* [Extrait fourni]:
Mais Acemoglu estime que ces chiffres sont excessivement optimistes, dans la mesure où les estimations de l’automatisation de tâches faciles à apprendre. Or, l’IA aura plus de difficultés à prendre en charge les autres tâches, notamment parce qu’elles impliquent des interactions plus complexes entre l’action et le contexte. En prenant en compte le fait que les tâches prises en charge par l’IA seront de plus en plus difficiles à apprendre, Acemoglu revoit ses estimations à la baisse et conclut que l’IA ne devrait accroître la PGF que de moins de 0,55 % d’ici dix ans.
Dans la mesure où l’automatisation et la complémentarité de tâches devraient entraîner un plus grand investissement, l’impact sur le PIB devrait être plus important que le seul impact sur la PGF, mais il reste modeste selon Acemoglu : d’après ses estimations, le PIB américain ne devrait augmenter que de 0,9 % à 1,1 % si l’IA n’entraîne qu’une faible hausse de l’investissement et de 1,6 % à 1,8 % si elle entraîne un grand boom de l’investissement.

* [Extraits de données]:
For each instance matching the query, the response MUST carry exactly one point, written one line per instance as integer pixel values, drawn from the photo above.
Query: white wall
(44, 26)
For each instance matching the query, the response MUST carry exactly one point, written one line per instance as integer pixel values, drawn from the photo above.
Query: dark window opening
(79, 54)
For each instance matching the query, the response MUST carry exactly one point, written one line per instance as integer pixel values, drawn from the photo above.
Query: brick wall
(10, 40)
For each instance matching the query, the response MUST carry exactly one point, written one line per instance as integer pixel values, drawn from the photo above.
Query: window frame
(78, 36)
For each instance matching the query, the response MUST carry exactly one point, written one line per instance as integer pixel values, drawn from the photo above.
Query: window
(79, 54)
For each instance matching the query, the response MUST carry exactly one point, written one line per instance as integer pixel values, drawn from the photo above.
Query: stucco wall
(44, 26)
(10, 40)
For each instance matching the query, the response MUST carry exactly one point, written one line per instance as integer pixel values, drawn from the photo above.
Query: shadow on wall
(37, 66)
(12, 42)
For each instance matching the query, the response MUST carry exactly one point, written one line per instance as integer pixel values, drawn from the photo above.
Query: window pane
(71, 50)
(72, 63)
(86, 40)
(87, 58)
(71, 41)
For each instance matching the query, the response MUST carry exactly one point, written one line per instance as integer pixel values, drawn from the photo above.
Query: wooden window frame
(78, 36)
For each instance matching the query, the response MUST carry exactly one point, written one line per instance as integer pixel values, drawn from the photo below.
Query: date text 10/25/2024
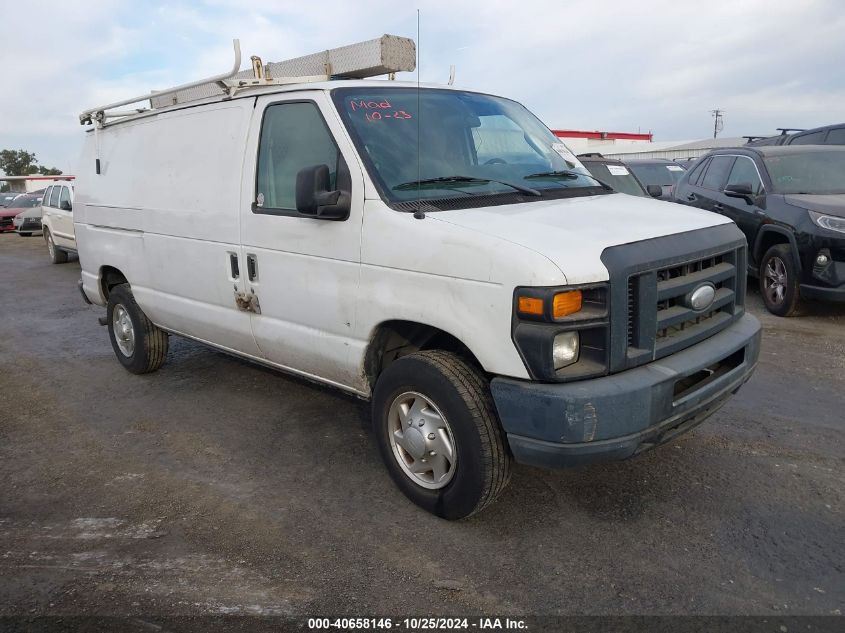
(416, 624)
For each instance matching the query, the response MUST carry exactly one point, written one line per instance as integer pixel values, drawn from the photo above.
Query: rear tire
(140, 346)
(779, 283)
(56, 256)
(441, 387)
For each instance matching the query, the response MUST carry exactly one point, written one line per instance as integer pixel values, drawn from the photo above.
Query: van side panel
(164, 211)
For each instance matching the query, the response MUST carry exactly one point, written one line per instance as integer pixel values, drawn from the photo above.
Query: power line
(717, 122)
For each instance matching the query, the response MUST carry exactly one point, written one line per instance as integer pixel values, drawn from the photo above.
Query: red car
(18, 205)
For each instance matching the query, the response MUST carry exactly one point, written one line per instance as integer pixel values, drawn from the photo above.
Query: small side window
(64, 200)
(836, 137)
(816, 138)
(695, 176)
(293, 136)
(717, 172)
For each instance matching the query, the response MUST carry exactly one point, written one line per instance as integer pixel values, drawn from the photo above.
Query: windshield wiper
(565, 174)
(458, 180)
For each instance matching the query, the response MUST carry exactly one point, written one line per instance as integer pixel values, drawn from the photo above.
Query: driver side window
(744, 171)
(293, 136)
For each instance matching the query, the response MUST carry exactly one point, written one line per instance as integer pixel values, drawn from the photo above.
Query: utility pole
(717, 123)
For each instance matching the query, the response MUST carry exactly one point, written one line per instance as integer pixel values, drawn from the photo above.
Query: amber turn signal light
(530, 305)
(566, 303)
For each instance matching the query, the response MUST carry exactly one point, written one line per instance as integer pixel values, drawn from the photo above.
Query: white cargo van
(434, 250)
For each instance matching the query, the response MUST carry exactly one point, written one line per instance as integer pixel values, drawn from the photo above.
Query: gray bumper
(617, 416)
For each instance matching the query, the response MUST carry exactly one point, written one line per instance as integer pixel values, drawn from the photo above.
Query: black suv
(790, 203)
(827, 135)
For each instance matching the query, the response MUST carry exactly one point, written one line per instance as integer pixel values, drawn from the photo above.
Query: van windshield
(470, 145)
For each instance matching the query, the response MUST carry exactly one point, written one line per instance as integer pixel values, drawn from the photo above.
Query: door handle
(252, 267)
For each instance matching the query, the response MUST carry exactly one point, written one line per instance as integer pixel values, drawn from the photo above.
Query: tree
(19, 162)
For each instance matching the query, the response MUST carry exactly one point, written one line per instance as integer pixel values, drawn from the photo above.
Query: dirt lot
(214, 486)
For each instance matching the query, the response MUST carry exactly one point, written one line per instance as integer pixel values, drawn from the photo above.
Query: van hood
(573, 232)
(831, 204)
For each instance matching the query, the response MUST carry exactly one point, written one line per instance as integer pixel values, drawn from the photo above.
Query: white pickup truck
(437, 251)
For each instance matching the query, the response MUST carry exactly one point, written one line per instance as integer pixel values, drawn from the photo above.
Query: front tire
(57, 256)
(779, 284)
(140, 346)
(438, 433)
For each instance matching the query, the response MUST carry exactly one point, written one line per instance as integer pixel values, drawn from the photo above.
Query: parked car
(7, 198)
(57, 221)
(28, 222)
(614, 173)
(790, 203)
(656, 171)
(20, 203)
(490, 308)
(826, 135)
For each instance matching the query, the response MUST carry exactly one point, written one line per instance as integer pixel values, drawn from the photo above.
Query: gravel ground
(216, 487)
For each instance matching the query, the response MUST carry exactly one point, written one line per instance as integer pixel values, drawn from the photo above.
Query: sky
(620, 66)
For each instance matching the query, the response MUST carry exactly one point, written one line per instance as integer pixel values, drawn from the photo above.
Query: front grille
(660, 320)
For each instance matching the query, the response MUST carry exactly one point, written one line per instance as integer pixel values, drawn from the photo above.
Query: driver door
(303, 270)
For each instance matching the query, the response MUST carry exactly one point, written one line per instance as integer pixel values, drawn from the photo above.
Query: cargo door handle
(252, 267)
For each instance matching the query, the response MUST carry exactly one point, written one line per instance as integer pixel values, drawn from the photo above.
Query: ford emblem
(702, 297)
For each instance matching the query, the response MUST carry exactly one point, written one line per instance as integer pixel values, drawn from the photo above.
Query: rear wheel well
(109, 278)
(394, 339)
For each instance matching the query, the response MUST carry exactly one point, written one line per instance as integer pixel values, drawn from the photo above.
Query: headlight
(562, 332)
(829, 222)
(565, 349)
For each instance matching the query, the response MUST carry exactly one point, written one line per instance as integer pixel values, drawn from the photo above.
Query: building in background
(635, 145)
(582, 142)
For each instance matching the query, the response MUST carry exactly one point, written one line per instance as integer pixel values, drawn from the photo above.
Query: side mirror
(740, 190)
(313, 197)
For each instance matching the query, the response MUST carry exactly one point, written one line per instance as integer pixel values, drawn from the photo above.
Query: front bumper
(823, 293)
(617, 416)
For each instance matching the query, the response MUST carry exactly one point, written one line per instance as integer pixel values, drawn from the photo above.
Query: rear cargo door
(303, 271)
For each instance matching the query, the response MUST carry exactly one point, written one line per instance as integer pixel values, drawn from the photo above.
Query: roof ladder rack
(385, 55)
(100, 113)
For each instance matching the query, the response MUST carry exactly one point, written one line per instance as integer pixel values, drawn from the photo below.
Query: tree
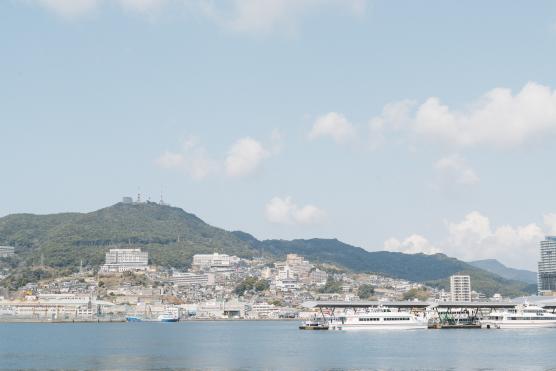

* [Énoncé]:
Répondez aux questions suivantes à partir de l'extrait fourni.
1. Selon l'estimation revue à la baisse par Acemoglu, de combien l'IA devrait-elle accroître la PGF d'ici dix ans ?
2. Pourquoi l'IA aura-t-elle plus de difficultés à prendre en charge les autres tâches ?
3. Quelle hausse du PIB américain est estimée si l'IA entraîne un grand boom de l'investissement ?

* [Réponse]:
1. De moins de 0,55 %.
2. Notamment parce que ces tâches impliquent des interactions plus complexes entre l'action et le contexte.
3. Une hausse de 1,6 % à 1,8 %.